__PROBLEM TO WORK ON__: Copy out the data that follows exactly, leaving out no line.

------------------------

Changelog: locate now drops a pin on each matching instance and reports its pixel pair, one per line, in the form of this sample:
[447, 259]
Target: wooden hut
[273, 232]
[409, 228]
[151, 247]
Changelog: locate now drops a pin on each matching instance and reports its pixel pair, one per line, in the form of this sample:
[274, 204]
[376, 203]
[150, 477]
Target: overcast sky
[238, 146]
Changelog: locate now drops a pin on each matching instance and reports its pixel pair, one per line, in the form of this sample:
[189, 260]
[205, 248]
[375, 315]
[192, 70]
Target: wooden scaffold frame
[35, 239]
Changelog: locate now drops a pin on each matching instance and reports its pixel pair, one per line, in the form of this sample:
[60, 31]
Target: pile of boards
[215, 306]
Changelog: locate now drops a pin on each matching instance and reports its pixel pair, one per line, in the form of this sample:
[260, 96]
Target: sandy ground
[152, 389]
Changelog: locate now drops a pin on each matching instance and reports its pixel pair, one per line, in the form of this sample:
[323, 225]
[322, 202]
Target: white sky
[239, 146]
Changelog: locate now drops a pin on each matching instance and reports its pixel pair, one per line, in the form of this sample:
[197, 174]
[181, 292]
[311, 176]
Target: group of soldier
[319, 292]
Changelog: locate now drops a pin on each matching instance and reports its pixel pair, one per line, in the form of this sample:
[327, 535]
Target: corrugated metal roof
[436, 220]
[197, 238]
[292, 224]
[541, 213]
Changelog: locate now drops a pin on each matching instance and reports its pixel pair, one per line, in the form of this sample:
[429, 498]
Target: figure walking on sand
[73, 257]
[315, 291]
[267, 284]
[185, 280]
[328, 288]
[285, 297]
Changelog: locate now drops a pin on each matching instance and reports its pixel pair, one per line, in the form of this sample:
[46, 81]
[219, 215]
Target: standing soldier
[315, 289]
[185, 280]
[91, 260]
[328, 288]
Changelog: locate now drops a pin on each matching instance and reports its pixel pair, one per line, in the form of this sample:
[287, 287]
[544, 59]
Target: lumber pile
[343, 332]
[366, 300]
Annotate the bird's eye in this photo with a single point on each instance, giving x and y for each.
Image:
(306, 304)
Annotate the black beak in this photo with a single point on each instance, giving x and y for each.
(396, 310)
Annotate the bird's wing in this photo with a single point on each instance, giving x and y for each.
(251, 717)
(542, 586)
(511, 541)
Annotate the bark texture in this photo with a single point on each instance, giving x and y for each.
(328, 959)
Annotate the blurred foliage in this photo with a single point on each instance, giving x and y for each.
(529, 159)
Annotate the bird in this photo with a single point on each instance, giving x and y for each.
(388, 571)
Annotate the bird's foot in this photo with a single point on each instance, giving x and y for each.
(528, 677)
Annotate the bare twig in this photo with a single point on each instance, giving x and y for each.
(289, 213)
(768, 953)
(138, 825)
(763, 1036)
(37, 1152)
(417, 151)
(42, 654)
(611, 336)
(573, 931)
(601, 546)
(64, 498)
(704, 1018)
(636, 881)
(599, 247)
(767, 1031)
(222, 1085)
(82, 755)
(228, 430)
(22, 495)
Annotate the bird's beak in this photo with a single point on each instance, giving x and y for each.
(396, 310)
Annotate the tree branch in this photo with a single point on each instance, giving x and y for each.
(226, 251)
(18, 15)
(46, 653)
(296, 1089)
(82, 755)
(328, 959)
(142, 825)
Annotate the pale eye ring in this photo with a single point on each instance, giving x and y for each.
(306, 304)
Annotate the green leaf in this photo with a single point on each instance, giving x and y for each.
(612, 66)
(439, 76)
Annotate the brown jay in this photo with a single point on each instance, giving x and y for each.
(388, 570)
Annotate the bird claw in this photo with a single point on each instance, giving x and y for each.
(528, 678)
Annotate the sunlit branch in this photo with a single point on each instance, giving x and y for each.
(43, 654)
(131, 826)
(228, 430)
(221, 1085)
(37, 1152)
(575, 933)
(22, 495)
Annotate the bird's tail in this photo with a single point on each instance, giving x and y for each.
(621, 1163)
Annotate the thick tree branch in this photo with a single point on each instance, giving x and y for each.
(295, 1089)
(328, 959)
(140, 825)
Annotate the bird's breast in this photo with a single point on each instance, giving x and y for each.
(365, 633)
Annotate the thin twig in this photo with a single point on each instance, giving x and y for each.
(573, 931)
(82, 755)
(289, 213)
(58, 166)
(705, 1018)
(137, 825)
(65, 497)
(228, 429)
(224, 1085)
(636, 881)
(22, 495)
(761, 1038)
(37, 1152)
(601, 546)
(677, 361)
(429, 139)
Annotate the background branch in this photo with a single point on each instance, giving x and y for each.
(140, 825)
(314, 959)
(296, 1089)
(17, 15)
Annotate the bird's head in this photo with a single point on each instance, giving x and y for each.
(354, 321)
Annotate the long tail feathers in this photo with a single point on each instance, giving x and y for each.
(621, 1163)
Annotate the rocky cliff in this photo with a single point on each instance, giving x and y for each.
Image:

------------------------

__OUTPUT FOR THIS TASK__:
Changelog: locate now drops a pin on each matching instance and reports its pixel pair, one per line, in the form of this sample:
[447, 259]
Target: wooden hut
[273, 232]
[409, 228]
[151, 247]
Changelog: locate now drops a pin on each matching instance and reports its pixel pair, one per line, in the form of this sample:
[274, 204]
[376, 203]
[150, 477]
Target: overcast sky
[238, 146]
Changelog: locate now drops a pin on each matching instance and reports its pixel pair, one per line, in the form of this sample:
[189, 260]
[205, 248]
[375, 315]
[192, 70]
Target: wooden scaffold frame
[35, 239]
Changelog: locate now drops a pin on each matching instance and reports its pixel pair, one per line, in the form of this sample:
[60, 31]
Target: pile of boards
[215, 306]
Changelog: locate now drops a pin on each matching instance and reports its pixel pair, one per line, in the form of this sample:
[260, 96]
Target: sandy ground
[152, 389]
Changelog: locate now drops a pin on each matching instance and reports its pixel pair, one per line, in the form of this sample:
[323, 225]
[322, 202]
Target: white sky
[239, 146]
Changelog: locate now drops a pin on each matching instance and reports its pixel pair, one per line, in the form of this sample:
[197, 174]
[181, 292]
[311, 176]
Target: group of soldier
[319, 292]
Changelog: locate now drops a pin on each matching instance and reports its pixel pair, one per line, in the form of this sample:
[327, 535]
Target: corrugated metal roof
[436, 220]
[197, 238]
[292, 224]
[541, 213]
Changelog: locate now drops a pin on each matching instance and reports its pixel pair, one per line, in the form of this sample:
[429, 498]
Target: figure walking on sand
[73, 257]
[315, 291]
[267, 284]
[185, 280]
[328, 288]
[285, 297]
Changelog: locate now drops a pin on each matching instance and reports its pixel pair, one per line, in the form of this sample:
[46, 81]
[219, 215]
Target: standing soldier
[315, 289]
[185, 280]
[91, 260]
[328, 288]
Changelog: locate now drops a pin on each matching instance and reports its pixel pair, one per line, in the form of this sample:
[287, 287]
[544, 59]
Target: lumber pile
[343, 332]
[366, 300]
Annotate the bird's eye in this photo with a single point on each instance, giving x and y for each.
Image:
(306, 304)
Annotate the black beak in this photo with a single point on each instance, giving x and y for each.
(396, 310)
Annotate the bird's wing in this photo with a single point on each instance, giving x and y for each.
(251, 717)
(542, 586)
(511, 541)
Annotate the bark texture in this photo with a single point on each instance, giving x and y for each.
(328, 959)
Annotate the blurred foliage in this photo with a single point on each instance, giving x and y for each.
(529, 159)
Annotate the bird in this photo with a single point on each instance, giving x and y for each.
(388, 571)
Annotate the bird's foot in this photo with a single point on each instance, giving x and y for each.
(528, 677)
Annotate the bare twig in this photo with a single point on each instance, giving x and y for each.
(289, 213)
(768, 953)
(138, 825)
(763, 1036)
(37, 1152)
(417, 151)
(42, 654)
(611, 336)
(573, 931)
(601, 546)
(64, 498)
(704, 1018)
(636, 881)
(599, 247)
(767, 1031)
(222, 1085)
(82, 755)
(228, 430)
(22, 495)
Annotate the bird's beak in this photo with a single point on each instance, giving x and y for each.
(396, 310)
Annotate the tree branch in this photo with a single point on each instance, giving x and y for each.
(226, 251)
(18, 15)
(46, 653)
(296, 1089)
(82, 755)
(328, 959)
(142, 825)
Annotate the pale eye ring in this photo with a single point on each instance, giving x and y for each.
(306, 304)
Annotate the green leaf in this photo with a single point on each instance, giving x and y for each.
(612, 66)
(439, 76)
Annotate the brown jay in this photo with a single point on each instance, giving x and y for each.
(388, 570)
Annotate the bird claw in this photo with a single point on each instance, giving x and y for each.
(528, 678)
Annotate the sunlit branch in this photo with a single point on each instance, giving x and y for each.
(43, 654)
(131, 826)
(228, 430)
(221, 1085)
(37, 1152)
(575, 933)
(22, 495)
Annotate the bird's tail in this photo with a single point on each instance, giving x and y for each.
(621, 1163)
Annotate the thick tree branch in this photo with a single point on each instance, giving x and y for each.
(295, 1089)
(328, 959)
(140, 825)
Annotate the bird's breast in this photo with a single point on each instance, giving x and y for each.
(365, 633)
Annotate the thin twig in this photo with a single point on each instance, giving x and y for each.
(573, 931)
(82, 755)
(289, 213)
(58, 166)
(705, 1018)
(137, 825)
(65, 497)
(228, 429)
(224, 1085)
(636, 881)
(22, 495)
(761, 1038)
(37, 1152)
(601, 546)
(677, 361)
(429, 139)
Annotate the background branch in this photo with a single point on each instance, giving x and y for each.
(140, 825)
(314, 959)
(296, 1089)
(17, 15)
Annotate the bird's head in this photo with a single point on each instance, giving x and y for each.
(354, 321)
Annotate the long tail feathers in this photo with a single point on each instance, giving x and y for each.
(621, 1163)
Annotate the rocky cliff in this photo with a single point on each instance, giving x and y for each.
Image:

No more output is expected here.